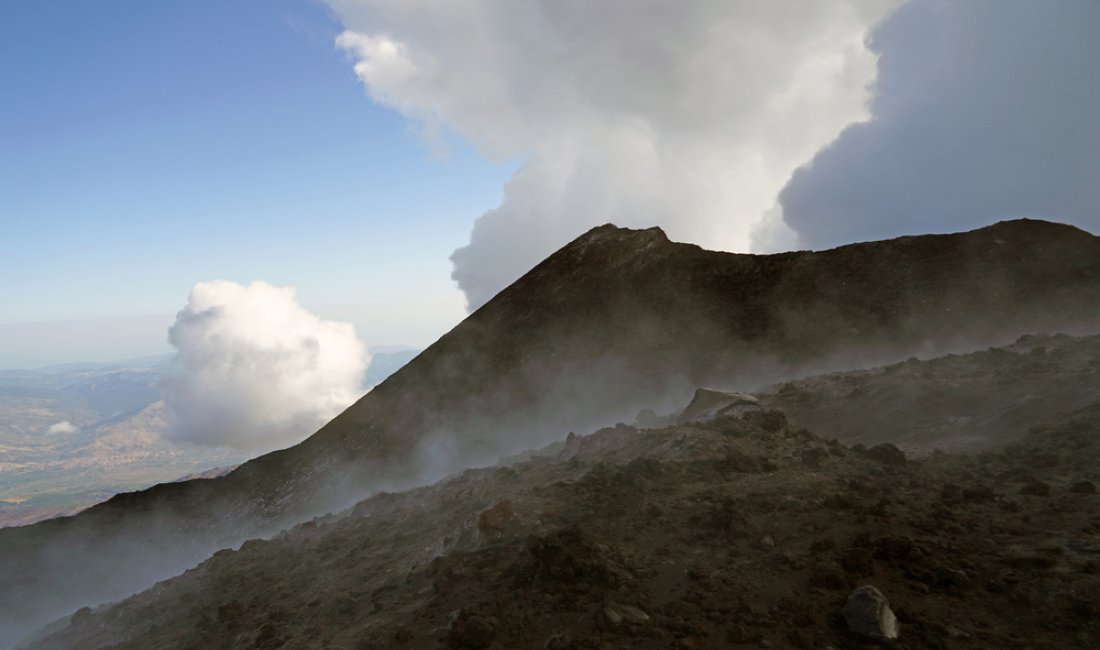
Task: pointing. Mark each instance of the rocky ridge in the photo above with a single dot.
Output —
(614, 321)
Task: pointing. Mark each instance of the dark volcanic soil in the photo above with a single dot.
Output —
(726, 533)
(615, 321)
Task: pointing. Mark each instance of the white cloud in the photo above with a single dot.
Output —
(257, 371)
(685, 114)
(983, 110)
(63, 427)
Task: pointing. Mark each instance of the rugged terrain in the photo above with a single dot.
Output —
(76, 434)
(615, 321)
(735, 531)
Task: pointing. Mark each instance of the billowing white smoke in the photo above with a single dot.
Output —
(983, 110)
(257, 371)
(685, 114)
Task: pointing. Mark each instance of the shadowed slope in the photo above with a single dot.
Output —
(614, 320)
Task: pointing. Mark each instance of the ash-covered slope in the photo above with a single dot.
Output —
(958, 401)
(615, 320)
(733, 532)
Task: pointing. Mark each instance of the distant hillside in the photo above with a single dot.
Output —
(108, 421)
(616, 320)
(736, 531)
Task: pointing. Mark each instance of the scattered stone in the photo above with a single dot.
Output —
(868, 613)
(893, 548)
(814, 458)
(857, 562)
(708, 403)
(493, 520)
(827, 576)
(471, 630)
(887, 453)
(980, 493)
(1037, 488)
(616, 614)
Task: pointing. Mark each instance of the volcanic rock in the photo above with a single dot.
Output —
(867, 612)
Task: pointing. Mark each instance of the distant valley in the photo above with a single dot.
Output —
(75, 434)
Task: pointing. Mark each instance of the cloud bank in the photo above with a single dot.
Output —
(983, 110)
(640, 112)
(255, 370)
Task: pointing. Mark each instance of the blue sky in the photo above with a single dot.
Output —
(145, 146)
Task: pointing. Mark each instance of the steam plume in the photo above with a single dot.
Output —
(256, 370)
(689, 116)
(983, 110)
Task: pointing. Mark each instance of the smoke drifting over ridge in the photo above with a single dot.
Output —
(256, 370)
(685, 116)
(983, 110)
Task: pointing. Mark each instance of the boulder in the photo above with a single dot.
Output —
(868, 613)
(708, 404)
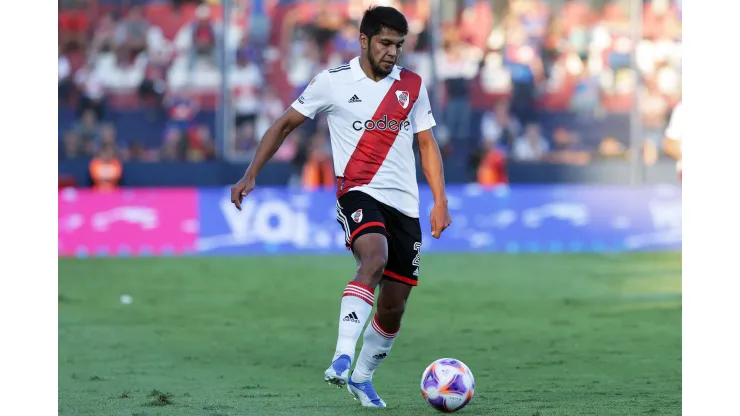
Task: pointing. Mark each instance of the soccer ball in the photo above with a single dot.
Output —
(447, 385)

----

> _Exercise prompt_: Take each line from the preceding material that contains "smoke" and copy it.

> _Response box_:
Task: pointing. Mark each instance of the billowing white smoke in the photo above with a single dot.
Task: pointing. Mark each instance of the smoke drifting over ridge in the photo above with a single dot.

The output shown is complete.